**GIVEN PASSAGE:**

The third Wasp was, like the second, a sloop-of-war, but she was a

large and heavy one. And though in the end she was lost at sea and

followed the other Wasp to the bottom, she did not do so without

sending some British messengers there in advance.



I will tell you the story of this Wasp, and how she used her sting,

but it must be done in few words.



She was built at Portsmouth, New Hampshire, and sailed on May 1, 1814,

her captain being Johnston Blakeley; her crew a set of young countrymen

who were so unused to the sea that most of them were seasick for a week.

Their average age was only twenty-three years, so they were little more

than boys. Yet the most of them could hit a deer with a rifle, and they

soon showed they could hit a Reindeer with a cannon. For near the end

of June they came across a British brig named the Reindeer, and in

less than twenty minutes had battered her in so lively a fashion that

her flag came down and she was a prize.



The crew of the Reindeer were trained seamen, but they did not know

how to shoot. The Americans were Yankee farmer-lads, yet they shot like

veteran gunners. I am sure you will think so when I tell you that the

British could hardly hit the Wasp at all, though she was less than

sixty yards away. But the Yankees hit the Reindeer so often that she

was cut to pieces and her masts ready to fall. In fact, after she was

captured, she could not be taken into port, but had to be set on fire

and blown to pieces.



But I must say a good word for the gallant captain of the Reindeer.

First, a musket ball hit him and went through the calves of both legs,

but he kept on his feet. Then a grape-shot--an iron ball two inches

thick--went through both his thighs. The brave seaman fell, but he rose

to his feet again, drew his sword, and called his men to board the

Wasp. He was trying to climb on board when a musket ball went through

his head. "O God!" he cried, and fell dead.

**MATERIAL PROVIDED:**
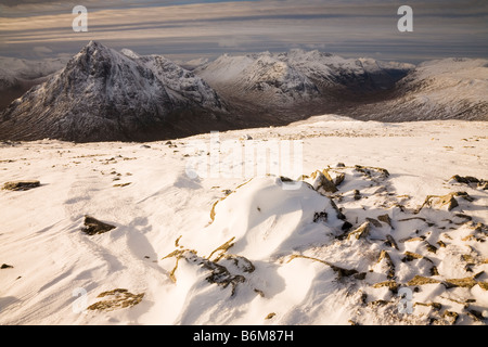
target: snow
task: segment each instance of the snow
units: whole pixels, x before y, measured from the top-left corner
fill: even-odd
[[[459,314],[457,324],[483,324],[472,311],[488,313],[481,287],[488,246],[476,240],[486,240],[487,231],[475,228],[488,223],[487,191],[449,179],[487,179],[487,130],[486,123],[323,115],[219,133],[220,143],[242,146],[303,141],[304,175],[345,174],[335,193],[313,190],[312,177],[283,189],[290,182],[280,176],[298,179],[291,171],[192,179],[185,147],[194,140],[209,144],[211,134],[145,145],[3,142],[0,183],[41,185],[0,190],[0,264],[13,267],[0,269],[0,324],[449,324],[446,310]],[[248,140],[239,140],[244,136]],[[452,210],[433,205],[414,214],[427,195],[459,191],[474,200],[457,196]],[[347,236],[331,198],[351,232],[382,215],[393,227],[370,222],[367,235]],[[314,220],[322,211],[326,217]],[[116,228],[87,235],[80,231],[85,215]],[[388,235],[398,249],[385,244]],[[412,304],[437,303],[440,310],[418,304],[412,313],[398,312],[400,297],[381,285],[389,280],[388,260],[377,262],[382,250],[398,287],[412,290]],[[406,260],[406,252],[422,258]],[[341,277],[338,269],[357,272]],[[407,284],[414,275],[445,282],[478,273],[471,287],[433,283],[413,291]],[[144,296],[132,307],[75,309],[115,288]]]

**WHAT IS EXPECTED:**
Decide whether each statement agrees with the account of the third Wasp, answering yes or no and quoting the deciding words of the account.
1. The third Wasp sailed on May 1, 1814.
2. After its capture, the Reindeer was brought into port.
3. The average age of the Wasp's crew was thirty years.

**EXERCISE RESULT:**
1. Yes: "She was built at Portsmouth, New Hampshire, and sailed on May 1, 1814"
2. No: "she could not be taken into port, but had to be set on fire and blown to pieces."
3. No: "Their average age was only twenty-three years"